**Description of the task:**
Pick out every line of the entries below that contains the word "building", and copy each one in full.

**Data extract:**
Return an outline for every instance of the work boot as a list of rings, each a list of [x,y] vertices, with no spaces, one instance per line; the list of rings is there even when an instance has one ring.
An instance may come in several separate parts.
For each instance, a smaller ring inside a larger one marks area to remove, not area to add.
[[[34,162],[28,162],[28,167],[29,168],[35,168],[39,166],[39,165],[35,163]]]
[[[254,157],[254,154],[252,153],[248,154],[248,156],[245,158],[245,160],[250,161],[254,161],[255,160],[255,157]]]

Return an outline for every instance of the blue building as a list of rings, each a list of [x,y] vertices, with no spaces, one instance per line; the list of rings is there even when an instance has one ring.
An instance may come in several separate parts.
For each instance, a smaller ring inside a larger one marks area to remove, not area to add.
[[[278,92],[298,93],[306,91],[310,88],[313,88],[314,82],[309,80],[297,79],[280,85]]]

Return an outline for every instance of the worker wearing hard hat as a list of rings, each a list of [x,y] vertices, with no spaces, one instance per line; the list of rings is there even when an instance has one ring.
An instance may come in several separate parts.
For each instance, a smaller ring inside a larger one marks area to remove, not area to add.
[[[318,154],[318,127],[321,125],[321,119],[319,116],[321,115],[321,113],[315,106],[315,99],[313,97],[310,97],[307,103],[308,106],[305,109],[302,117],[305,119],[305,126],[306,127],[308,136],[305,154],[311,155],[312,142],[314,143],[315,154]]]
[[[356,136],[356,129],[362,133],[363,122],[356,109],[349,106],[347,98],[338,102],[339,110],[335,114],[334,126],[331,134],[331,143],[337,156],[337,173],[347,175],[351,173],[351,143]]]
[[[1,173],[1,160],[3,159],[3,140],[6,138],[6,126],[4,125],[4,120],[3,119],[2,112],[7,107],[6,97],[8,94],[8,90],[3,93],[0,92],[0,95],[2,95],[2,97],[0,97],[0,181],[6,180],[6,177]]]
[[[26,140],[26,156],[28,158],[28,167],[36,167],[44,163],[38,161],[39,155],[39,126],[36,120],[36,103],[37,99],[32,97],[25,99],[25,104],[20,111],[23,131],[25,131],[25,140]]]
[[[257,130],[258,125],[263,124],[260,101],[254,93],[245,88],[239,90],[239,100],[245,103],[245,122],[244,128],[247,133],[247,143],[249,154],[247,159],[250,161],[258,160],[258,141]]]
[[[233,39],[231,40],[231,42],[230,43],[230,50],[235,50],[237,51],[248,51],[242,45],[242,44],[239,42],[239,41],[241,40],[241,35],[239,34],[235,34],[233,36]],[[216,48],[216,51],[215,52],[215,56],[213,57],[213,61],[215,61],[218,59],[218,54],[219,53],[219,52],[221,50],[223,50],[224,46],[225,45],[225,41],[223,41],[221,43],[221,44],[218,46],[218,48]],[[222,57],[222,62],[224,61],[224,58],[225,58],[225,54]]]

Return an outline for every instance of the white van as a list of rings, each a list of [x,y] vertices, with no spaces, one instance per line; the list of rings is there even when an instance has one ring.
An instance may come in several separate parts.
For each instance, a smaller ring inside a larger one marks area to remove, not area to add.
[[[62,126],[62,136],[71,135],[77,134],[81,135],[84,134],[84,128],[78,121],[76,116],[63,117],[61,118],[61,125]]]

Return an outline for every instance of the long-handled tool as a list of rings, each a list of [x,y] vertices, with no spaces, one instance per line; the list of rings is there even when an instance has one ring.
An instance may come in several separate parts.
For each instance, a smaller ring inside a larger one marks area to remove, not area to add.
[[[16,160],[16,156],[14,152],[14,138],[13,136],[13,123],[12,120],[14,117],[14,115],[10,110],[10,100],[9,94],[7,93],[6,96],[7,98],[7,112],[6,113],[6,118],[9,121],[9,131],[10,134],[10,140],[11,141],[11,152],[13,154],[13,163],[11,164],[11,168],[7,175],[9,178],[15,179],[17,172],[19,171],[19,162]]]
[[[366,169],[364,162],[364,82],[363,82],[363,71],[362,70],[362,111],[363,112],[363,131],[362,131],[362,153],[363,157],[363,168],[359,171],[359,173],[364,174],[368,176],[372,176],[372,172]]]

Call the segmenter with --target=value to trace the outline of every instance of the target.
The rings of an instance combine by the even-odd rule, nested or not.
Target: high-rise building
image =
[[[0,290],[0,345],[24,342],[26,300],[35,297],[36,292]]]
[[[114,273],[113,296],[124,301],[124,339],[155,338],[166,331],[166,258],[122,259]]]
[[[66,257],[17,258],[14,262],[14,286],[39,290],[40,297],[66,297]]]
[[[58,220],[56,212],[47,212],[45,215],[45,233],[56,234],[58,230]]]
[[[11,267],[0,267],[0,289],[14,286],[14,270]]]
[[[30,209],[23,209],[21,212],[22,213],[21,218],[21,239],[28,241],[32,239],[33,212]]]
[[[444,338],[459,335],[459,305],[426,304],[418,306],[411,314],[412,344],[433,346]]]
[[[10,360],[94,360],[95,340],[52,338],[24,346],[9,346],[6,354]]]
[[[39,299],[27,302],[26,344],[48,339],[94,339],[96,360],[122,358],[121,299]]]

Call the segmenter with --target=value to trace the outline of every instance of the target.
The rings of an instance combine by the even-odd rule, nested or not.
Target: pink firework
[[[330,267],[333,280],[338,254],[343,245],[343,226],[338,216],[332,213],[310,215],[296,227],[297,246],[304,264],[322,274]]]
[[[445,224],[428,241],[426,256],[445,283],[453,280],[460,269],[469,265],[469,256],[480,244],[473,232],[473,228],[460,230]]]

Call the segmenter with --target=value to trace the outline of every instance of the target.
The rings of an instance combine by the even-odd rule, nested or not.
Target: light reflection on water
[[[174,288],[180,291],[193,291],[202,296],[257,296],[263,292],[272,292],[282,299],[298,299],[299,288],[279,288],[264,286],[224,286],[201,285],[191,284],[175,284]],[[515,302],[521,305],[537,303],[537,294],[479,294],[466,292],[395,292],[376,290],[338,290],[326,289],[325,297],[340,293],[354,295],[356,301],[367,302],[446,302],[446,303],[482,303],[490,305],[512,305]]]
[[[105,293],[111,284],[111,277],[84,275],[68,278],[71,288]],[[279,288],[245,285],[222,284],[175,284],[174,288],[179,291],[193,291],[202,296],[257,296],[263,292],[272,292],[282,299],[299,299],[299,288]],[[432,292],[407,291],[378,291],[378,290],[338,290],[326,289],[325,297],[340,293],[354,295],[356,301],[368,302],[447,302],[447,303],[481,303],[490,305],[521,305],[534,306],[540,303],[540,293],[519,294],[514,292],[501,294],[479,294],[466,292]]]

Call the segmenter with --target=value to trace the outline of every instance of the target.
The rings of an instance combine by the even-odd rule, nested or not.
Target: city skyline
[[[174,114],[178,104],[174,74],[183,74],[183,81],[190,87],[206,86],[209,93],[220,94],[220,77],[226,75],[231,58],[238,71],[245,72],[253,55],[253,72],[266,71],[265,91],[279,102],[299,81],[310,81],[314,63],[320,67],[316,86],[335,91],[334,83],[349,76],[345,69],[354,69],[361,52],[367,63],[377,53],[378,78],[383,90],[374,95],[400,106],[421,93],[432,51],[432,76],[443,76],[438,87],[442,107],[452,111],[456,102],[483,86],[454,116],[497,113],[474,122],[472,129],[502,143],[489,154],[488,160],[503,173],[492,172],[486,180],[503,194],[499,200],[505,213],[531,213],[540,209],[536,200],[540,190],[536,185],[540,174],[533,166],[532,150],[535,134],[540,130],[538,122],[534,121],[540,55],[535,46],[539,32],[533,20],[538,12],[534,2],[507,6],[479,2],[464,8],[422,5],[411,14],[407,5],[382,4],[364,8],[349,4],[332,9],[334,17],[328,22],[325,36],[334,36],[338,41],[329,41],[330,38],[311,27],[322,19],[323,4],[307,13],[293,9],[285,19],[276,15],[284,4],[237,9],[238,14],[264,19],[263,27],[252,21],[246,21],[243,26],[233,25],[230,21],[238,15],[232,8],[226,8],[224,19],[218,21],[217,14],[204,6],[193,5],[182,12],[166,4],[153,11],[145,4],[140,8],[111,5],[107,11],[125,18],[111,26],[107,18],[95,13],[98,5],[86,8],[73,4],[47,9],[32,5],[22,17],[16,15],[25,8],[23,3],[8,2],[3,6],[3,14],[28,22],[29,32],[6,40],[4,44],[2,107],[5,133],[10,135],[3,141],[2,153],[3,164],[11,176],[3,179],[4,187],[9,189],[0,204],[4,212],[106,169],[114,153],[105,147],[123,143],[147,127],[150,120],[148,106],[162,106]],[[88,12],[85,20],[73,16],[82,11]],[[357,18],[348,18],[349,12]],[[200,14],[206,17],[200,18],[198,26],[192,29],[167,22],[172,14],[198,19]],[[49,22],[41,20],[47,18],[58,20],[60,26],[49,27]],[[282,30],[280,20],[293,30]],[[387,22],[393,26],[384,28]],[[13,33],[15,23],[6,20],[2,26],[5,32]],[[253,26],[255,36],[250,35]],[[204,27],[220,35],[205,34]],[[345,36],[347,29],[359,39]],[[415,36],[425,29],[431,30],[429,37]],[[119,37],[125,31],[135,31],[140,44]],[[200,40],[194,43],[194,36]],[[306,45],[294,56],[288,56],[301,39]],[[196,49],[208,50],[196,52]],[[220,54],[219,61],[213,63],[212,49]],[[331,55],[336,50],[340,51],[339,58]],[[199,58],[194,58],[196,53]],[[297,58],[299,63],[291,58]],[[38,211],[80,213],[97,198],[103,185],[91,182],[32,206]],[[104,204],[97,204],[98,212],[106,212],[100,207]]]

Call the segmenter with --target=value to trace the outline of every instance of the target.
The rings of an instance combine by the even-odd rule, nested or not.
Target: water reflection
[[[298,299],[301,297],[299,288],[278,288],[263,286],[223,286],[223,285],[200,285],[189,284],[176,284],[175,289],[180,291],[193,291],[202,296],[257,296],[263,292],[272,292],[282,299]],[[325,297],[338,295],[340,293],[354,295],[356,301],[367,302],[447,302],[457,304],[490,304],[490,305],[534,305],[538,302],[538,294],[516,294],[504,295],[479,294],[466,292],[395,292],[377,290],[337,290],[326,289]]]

**Correct response:**
Return an outline for every instance of the blue building as a list of rings, each a list of [x,y] vertices, with no spaces, one instance per line; the list of rings is there even when an instance has one ring.
Target: high-rise building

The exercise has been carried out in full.